• **Exercise goal**
The entries below need to be written out exactly, with no pictures included.

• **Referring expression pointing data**

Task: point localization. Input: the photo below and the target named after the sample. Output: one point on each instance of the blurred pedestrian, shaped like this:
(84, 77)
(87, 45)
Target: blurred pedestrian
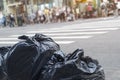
(103, 8)
(12, 20)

• **Result**
Task: point localization. Input: the photo below and the target named after the sample. Output: one point on each instance of the blurred pedestrian, shaped like this:
(84, 77)
(87, 45)
Target: blurred pedestrian
(103, 8)
(12, 20)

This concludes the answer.